***** Extrait du document *****

Daimyo, une réelle renaissance ?

Comme certains le savent, « La Boîte de Jeu”, éditeur de notre sujet du jour, a l’habitude de passer par la case financement participatif pour certains de ses produits. Daimyo est arrivé sur les étals en 2021 à la suite, justement, d’un financement participatif sur la plateforme Kickstarter en juillet 2020, on vous en parlait ici.

Ici je compte vous parler de la version “Retail”, c’est-à-dire la version du jeu que l’on retrouve chez les ludicaires. Il est toujours difficile de faire la part des choses dans ces jeux financés par les joueuses et les joueurs car, bien souvent, il existe bon nombre de bonus que l’on ne retrouve pas dans la version commercialisée. Avec Daimyo ce n’est pas vraiment le cas, il existe effectivement un “Upgrade Pack” exclusif à la campagne de financement qui permet d’avoir des plateaux joueurs double-couche, afin de maintenir au mieux les jetons et dés posés dessus.

Mais c’est tout.

Le reste des “améliorations/ajouts” sont présents dans la boîte que vous retrouvez en boutique, hormis les figurines en plastique. Celles-ci font l’objet d’une seconde boîte disponible à l’achat afin de faire passer votre jeu en version DOUBLE BIGMAC DELUXE.

Tout le gameplay proposé par le jeu sera au rendez-vous avec la boîte de base, seul l’amélioration matériel (plateaux & figurines) ne sera pas présente.

La Boîte de Jeu fait l’effort d’offrir la même expérience aux joueuses et joueurs, c’est tout à leur honneur et ce doit être l’auteur, Jérémy Ducret, qui doit être ravi. Auteur dont c’est la première création éditée après cinq ans de développement, à part cela nous ne savons pas grand-chose au sujet de cet auteur plutôt discret qui, on me dit dans l’oreillette, aurait plusieurs prototypes en attente. Stay tune !

L’illustration de Daimyo est assurée non pas par un mais par deux illustrateurs : Dimitri Chappuis (7 Wonders, Welcome to the Dungeon, Assassin’s Creed : Brotherhood in Venice…) & Anthony Wolff (Huns, It’s Wonderful World, King of Tokyo…), un habitué des jeux édité par “La boite de Jeu” pour ce dernier.

*****

• _Consigne_
Reprenez le texte sur Daimyo en commençant à « Comme certains le » et en terminant à « en parlait ici. ». Remplacez « Kickstarter » par « Ulule ».

***** Données fournies *****

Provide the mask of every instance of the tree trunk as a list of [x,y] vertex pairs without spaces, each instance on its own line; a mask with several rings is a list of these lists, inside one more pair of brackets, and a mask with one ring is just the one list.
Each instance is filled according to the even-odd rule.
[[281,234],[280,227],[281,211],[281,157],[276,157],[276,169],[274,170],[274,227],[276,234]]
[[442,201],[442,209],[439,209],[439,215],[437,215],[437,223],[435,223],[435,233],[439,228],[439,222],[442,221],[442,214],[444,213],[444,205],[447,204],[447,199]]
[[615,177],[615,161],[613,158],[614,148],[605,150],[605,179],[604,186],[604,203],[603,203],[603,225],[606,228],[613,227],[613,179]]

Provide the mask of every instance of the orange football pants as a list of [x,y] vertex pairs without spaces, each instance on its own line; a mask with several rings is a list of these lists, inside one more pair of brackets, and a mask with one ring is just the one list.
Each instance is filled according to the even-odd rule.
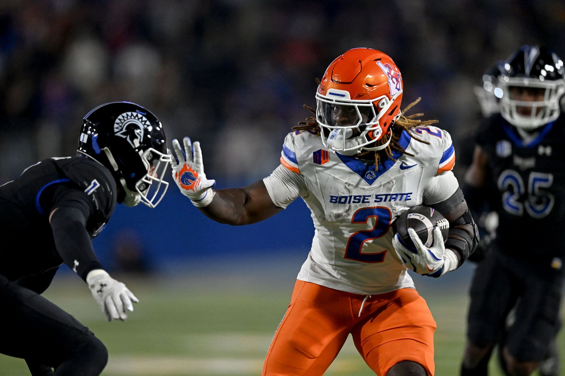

*****

• _Réponse_
Comme certains le savent, « La Boîte de Jeu”, éditeur de notre sujet du jour, a l’habitude de passer par la case financement participatif pour certains de ses produits. Daimyo est arrivé sur les étals en 2021 à la suite, justement, d’un financement participatif sur la plateforme Ulule en juillet 2020, on vous en parlait ici.